- **Liste des tâches**:
1) Recopiez le passage de l'article sur les retraites chapeaux allant de « Un montant somme » jusqu'à « que c’est ? ».
2) D'après l'article sur les retraites chapeaux, quel montant annuel de retraites chapeaux l'ex-PDG de PSA Peugeot Citroën percevait-il ?

- **Texte fourni**:
* * * * *

Retraite chapeau : comment ça fonctionne ?

Par Jean-Philippe Dubosc

Régulièrement épinglées pour les montants exorbitants accordés à certains cadres dirigeants, les retraites supplémentaires à prestations définies sont mal connues du grand public. Petit cours de rattrapage.    

Le montant des retraites chapeaux octroyées à certains PDG choque régulièrement l'opinion publique

Les « retraites chapeaux » défrayent régulièrement la chronique. Dans le cadre du scandale révélé le 30 août sur le « parachute doré » de 13,7 millions d’euros que le directeur général d’Alcatel-Lucent Michel Combes va toucher à son départ de l’équipementier télécom, on apprenait ainsi que ce « package » s’ajoutait à ses 50.000 euros de retraites supplémentaires d’entreprise.

Un montant somme toute dérisoire comparés aux 300.000 euros de retraites chapeaux par an de l’ex-PDG de PSA Peugeot Citroën Philippe Varin qui ont suscité une vive polémique. Au point que le ministre de l’Economie Emmanuel Macron a intégré dans sa loi sur la croissance, l’activité et l’égalité des chances économiques promulguée le 6 août dernier des garde-fous pour limiter les abus. Sur ce sujet ô combien sensible dans l’opinion publique, des amalgames sont faits le plus souvent par méconnaissance. Raison de plus pour revenir en détail sur ce dispositif d’épargne retraite collective.

 

Qu’est-ce que c’est ?

Les retraites chapeaux font partie des « retraites supplémentaires à prestations définies ». Ces dernières, plus connues sous l’appellation d’« article 39 » (en référence au code général des impôts qui les réglemente), sont, comme leur nom l’indique, des retraites qui viennent s’ajouter aux retraites obligatoires de base (régime général de la Sécurité sociale) et complémentaires (Arrco, Agirc). Certains parlent de retraites « surcomplémentaires ».

Les articles 39 sont des contrats d’assurance vie souscrits à titre collectif et qui garantissent le versement à la retraite d’un certain niveau de rentes viagères (servies à vie), fixé à l’avance. D’où l’expression de « prestations définies ».

En réalité, l’article 39 englobe deux régimes différents. Le régime dit « additionnel » permet de percevoir à la retraite un revenu de remplacement égal à un pourcentage du dernier salaire. Le régime dit « différentiel » garantit, lui, que les prestations perçues à la retraite (retraites obligatoires et autres retraites supplémentaires d’entreprise comprises) atteignent un certain pourcentage du dernier salaire. C’est ce dernier régime qui est baptisé « retraite chapeau. »

* * * * *

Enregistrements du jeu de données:
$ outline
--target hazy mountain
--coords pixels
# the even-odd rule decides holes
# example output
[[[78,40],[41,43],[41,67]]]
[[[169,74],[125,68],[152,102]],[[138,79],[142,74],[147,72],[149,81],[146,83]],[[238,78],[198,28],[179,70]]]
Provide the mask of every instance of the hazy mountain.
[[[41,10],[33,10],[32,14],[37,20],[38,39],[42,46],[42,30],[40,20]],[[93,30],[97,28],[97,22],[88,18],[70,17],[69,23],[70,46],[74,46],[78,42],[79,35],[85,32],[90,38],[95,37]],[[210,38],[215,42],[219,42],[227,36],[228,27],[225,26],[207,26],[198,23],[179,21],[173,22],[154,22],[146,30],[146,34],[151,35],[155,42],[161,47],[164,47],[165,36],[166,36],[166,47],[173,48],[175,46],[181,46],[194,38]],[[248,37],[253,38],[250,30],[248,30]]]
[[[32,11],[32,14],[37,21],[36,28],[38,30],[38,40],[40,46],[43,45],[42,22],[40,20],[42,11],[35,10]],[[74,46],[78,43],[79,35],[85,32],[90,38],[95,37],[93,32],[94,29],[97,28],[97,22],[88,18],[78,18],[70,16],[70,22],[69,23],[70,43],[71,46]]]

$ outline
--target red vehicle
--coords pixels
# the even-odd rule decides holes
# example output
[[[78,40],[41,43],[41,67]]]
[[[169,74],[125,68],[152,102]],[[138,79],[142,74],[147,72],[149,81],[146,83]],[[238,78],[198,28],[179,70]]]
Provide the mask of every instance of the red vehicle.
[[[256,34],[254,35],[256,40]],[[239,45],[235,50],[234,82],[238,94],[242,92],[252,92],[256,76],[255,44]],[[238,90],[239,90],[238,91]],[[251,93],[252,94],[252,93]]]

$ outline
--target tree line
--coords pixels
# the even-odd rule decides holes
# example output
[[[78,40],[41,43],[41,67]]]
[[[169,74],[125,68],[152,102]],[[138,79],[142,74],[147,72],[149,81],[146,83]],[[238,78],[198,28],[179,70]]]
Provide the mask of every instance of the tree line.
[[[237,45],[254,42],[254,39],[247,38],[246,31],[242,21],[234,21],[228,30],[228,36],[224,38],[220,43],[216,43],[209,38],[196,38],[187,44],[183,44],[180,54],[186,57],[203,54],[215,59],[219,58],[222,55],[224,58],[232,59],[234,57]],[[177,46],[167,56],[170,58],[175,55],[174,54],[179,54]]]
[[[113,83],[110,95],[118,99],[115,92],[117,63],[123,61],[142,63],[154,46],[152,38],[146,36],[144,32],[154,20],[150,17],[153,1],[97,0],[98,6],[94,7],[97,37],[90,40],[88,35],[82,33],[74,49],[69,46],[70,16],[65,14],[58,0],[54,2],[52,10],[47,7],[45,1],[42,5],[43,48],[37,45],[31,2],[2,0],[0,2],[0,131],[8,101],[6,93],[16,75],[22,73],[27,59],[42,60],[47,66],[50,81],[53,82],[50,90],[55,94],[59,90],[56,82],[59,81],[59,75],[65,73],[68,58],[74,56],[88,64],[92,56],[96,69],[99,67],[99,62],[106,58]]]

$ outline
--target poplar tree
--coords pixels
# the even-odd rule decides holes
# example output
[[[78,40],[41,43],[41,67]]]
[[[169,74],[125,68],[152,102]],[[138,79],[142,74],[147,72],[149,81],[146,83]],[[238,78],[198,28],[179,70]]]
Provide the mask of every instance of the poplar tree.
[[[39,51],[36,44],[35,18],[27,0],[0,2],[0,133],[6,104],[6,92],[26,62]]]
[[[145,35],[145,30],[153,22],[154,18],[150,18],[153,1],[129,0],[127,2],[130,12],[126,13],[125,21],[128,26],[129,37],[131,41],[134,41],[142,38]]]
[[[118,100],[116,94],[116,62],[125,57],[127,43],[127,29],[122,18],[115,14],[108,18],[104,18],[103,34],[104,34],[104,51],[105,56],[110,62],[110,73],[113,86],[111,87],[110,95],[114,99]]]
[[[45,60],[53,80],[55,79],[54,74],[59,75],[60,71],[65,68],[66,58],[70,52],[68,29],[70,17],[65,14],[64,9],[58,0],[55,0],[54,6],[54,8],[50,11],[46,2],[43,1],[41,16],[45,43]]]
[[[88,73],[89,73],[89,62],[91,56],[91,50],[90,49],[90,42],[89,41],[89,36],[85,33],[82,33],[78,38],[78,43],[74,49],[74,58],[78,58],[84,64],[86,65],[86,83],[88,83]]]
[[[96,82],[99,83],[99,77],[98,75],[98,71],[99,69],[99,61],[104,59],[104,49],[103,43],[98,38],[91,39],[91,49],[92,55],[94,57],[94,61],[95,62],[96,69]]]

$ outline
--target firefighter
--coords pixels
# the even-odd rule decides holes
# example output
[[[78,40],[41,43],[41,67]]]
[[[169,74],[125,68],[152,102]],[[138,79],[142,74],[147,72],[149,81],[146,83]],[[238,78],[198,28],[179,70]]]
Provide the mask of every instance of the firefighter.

* * * * *

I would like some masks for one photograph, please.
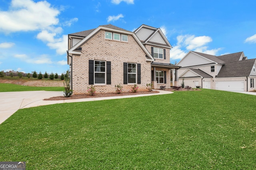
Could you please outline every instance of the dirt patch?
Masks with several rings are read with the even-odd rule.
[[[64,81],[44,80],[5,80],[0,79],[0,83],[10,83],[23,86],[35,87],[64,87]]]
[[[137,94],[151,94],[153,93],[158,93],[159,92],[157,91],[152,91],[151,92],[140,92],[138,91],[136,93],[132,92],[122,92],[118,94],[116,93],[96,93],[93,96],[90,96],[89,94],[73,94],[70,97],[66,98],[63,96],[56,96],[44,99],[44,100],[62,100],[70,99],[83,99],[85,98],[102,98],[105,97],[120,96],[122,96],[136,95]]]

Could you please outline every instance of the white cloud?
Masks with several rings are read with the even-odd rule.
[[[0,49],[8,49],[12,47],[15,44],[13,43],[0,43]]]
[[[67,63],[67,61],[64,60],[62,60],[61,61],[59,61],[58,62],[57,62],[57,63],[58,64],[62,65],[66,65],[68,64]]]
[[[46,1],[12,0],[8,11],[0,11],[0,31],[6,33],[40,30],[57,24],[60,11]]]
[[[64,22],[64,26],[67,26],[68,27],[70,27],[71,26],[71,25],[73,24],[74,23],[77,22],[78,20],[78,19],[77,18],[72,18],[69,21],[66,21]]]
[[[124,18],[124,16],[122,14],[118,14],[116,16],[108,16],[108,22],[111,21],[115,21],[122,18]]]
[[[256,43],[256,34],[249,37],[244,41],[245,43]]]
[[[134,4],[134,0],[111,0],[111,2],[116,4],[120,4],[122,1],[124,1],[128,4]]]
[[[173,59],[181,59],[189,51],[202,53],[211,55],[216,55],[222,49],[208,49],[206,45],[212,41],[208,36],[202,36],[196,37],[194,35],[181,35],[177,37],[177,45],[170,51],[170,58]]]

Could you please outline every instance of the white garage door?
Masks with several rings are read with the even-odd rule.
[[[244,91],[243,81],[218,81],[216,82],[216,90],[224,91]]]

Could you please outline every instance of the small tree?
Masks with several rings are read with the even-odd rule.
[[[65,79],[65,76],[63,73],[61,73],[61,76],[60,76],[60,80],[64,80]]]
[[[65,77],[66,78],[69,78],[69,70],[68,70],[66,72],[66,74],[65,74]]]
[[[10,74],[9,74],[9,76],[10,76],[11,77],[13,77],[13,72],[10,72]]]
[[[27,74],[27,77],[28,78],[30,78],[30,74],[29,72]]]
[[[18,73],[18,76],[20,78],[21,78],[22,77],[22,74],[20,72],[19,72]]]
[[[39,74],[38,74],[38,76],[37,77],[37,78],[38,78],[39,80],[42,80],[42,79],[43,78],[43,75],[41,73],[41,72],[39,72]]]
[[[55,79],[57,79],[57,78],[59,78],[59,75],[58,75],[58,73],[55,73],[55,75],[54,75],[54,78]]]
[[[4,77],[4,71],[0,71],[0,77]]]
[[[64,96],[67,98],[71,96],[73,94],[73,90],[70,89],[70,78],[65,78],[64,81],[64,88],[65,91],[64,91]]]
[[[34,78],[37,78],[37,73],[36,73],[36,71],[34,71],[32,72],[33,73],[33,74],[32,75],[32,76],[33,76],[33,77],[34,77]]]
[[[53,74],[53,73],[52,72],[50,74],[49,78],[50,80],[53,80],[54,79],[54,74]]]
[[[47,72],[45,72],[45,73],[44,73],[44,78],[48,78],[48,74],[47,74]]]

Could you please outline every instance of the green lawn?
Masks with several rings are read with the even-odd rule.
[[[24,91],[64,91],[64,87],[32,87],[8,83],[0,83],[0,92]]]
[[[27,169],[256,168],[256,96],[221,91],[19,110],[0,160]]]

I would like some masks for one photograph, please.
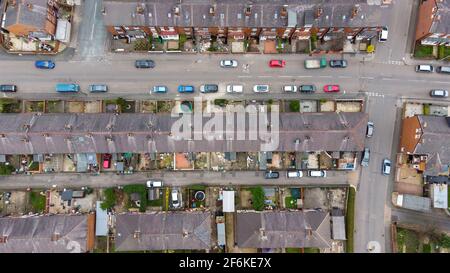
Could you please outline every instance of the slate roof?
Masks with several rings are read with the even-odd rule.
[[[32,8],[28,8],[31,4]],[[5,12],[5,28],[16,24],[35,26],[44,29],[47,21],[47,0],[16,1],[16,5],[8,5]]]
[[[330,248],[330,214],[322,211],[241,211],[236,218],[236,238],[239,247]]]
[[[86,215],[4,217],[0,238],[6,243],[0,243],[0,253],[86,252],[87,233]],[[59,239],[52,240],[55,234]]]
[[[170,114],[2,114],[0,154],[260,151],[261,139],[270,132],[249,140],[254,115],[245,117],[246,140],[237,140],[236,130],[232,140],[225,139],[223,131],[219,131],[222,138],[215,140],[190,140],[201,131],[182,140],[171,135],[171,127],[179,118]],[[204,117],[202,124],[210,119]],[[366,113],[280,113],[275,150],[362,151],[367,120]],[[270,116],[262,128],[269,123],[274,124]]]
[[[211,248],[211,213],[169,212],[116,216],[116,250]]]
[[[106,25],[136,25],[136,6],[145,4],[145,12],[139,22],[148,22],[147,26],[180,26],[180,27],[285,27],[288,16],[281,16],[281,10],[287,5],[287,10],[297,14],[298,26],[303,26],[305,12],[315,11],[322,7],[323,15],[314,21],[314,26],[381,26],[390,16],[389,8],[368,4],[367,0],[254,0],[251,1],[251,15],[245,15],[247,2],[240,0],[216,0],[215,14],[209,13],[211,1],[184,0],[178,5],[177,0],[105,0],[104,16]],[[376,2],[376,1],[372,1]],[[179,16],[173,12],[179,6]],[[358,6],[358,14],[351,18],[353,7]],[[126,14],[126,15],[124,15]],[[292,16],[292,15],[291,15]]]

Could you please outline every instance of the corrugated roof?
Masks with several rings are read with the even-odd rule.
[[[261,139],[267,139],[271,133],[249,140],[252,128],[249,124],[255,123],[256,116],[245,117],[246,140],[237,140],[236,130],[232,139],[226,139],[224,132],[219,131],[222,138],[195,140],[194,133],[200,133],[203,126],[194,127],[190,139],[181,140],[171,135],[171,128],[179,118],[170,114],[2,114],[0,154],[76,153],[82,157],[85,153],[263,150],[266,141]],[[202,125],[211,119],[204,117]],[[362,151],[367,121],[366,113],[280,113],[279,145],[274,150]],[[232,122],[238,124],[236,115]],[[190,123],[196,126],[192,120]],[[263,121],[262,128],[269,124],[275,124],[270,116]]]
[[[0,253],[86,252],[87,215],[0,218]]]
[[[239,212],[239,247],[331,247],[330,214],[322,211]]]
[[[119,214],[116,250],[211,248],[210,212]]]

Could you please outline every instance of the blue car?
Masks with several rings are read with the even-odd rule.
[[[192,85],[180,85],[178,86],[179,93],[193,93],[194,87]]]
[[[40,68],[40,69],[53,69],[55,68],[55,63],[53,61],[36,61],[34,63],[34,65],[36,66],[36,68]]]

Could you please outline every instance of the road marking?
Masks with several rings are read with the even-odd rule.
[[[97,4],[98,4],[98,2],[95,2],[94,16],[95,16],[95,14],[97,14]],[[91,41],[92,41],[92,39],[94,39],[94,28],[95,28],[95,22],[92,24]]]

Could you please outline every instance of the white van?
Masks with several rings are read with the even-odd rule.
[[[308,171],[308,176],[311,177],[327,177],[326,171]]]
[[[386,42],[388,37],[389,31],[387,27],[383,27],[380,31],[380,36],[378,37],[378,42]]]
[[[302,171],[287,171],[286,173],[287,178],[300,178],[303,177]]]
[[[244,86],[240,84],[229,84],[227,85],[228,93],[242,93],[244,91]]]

* * * * *

- **Réponses**:
1)
Un montant somme toute dérisoire comparés aux 300.000 euros de retraites chapeaux par an de l’ex-PDG de PSA Peugeot Citroën Philippe Varin qui ont suscité une vive polémique. Au point que le ministre de l’Economie Emmanuel Macron a intégré dans sa loi sur la croissance, l’activité et l’égalité des chances économiques promulguée le 6 août dernier des garde-fous pour limiter les abus. Sur ce sujet ô combien sensible dans l’opinion publique, des amalgames sont faits le plus souvent par méconnaissance. Raison de plus pour revenir en détail sur ce dispositif d’épargne retraite collective.

 

Qu’est-ce que c’est ?

2) 300 000 euros par an.